INSTRUCTIONS FOR THE TASK: Reproduce exactly the line with "Objective — for every instance of the night" and every line that follows it below, up to and including the last one. Do not include pictures or anything else.

RECORDS FOR PROCESSING:
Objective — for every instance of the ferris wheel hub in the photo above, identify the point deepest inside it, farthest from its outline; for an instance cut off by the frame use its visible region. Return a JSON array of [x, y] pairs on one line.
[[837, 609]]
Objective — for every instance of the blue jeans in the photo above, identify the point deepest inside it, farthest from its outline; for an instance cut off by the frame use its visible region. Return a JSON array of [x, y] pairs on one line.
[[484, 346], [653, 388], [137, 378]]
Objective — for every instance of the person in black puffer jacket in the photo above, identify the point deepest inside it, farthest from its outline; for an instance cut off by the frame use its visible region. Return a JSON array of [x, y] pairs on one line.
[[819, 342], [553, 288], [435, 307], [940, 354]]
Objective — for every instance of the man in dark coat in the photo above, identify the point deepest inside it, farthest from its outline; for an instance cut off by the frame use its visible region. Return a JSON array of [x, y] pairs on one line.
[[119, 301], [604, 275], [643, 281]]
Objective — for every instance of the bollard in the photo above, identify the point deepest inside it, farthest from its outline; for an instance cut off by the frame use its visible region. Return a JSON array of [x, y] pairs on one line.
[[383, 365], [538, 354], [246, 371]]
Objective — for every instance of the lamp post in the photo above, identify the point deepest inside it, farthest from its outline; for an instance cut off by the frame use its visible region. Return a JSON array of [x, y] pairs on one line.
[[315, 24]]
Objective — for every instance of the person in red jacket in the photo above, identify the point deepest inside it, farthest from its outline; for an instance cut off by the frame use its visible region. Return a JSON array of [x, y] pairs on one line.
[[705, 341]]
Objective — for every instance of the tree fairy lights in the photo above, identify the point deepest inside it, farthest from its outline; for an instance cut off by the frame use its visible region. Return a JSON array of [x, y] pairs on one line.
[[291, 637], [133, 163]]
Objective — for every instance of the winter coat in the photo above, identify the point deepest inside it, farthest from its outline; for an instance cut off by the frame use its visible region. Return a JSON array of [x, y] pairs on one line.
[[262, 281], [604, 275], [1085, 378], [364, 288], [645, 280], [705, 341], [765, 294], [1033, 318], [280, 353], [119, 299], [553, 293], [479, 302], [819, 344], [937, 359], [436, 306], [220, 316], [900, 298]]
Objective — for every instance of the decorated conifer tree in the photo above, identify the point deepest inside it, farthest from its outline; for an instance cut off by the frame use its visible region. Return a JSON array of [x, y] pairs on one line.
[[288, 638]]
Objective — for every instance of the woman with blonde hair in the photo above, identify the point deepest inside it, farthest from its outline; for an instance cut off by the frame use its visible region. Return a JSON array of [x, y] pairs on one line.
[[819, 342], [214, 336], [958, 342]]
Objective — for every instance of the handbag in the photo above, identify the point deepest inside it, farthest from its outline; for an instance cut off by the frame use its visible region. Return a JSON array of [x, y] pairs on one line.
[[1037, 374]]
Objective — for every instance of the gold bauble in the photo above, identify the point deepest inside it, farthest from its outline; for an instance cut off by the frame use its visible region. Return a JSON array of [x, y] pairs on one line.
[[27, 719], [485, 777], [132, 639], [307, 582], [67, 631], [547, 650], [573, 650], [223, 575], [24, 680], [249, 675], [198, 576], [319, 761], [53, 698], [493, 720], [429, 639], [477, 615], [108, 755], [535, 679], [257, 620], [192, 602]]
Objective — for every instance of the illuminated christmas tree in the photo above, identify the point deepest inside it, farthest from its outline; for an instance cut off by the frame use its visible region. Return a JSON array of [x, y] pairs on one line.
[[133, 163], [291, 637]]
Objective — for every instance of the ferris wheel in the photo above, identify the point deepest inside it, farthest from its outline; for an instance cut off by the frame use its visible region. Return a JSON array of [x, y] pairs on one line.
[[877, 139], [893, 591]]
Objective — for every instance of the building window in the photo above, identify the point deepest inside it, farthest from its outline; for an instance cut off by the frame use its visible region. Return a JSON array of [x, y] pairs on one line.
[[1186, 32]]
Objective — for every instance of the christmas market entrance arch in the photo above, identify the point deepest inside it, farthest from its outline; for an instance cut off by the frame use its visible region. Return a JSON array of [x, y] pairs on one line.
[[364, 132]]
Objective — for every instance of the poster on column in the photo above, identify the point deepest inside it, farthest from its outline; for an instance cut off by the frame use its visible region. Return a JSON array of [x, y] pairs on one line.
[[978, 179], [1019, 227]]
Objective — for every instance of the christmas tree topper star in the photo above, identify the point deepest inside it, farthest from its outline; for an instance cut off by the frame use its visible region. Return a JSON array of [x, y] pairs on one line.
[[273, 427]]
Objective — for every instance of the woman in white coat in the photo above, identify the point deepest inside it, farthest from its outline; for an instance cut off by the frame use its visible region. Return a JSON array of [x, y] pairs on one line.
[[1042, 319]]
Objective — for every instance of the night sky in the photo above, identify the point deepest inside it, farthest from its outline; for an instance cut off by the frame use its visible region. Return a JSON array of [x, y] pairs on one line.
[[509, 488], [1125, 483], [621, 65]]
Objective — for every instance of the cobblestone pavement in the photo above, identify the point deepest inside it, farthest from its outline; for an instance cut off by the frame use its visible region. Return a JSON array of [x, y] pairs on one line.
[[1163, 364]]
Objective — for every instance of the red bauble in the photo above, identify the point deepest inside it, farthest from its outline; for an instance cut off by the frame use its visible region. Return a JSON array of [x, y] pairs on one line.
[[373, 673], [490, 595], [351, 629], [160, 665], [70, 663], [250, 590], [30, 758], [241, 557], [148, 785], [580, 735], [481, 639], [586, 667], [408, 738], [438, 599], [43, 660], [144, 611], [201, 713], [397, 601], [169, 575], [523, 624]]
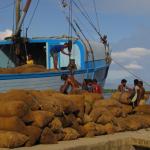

OUTPUT FOR THIS EXERCISE:
Objective — for every instance of the night sky in the photo above, identify the point deepest inside it, farthest from its outline; for an instance cut off by the frame use its visible region. Return a JSON array of [x, y] pairs on one line.
[[509, 488], [1125, 483], [621, 65]]
Objective — for every instance of the cobblestone pavement in the photo above, identify the point deepest inside it, farthest from its outline; for an instance cut off by the frame use its visible region. Return a JSON array of [x, y] pairs on one line.
[[1163, 364]]
Objective — for every instance of the red bauble in the photo above, identify the point deepest inside it, farthest from its outline; for an instance cut off by the frame use its visible region. Return a JSON array of [x, y] pairs on one line.
[[373, 673], [490, 595], [351, 629], [160, 665], [70, 663], [250, 590], [30, 758], [241, 557], [148, 785], [580, 735], [481, 639], [586, 667], [408, 738], [438, 599], [43, 660], [144, 611], [201, 713], [397, 601], [169, 575], [523, 624]]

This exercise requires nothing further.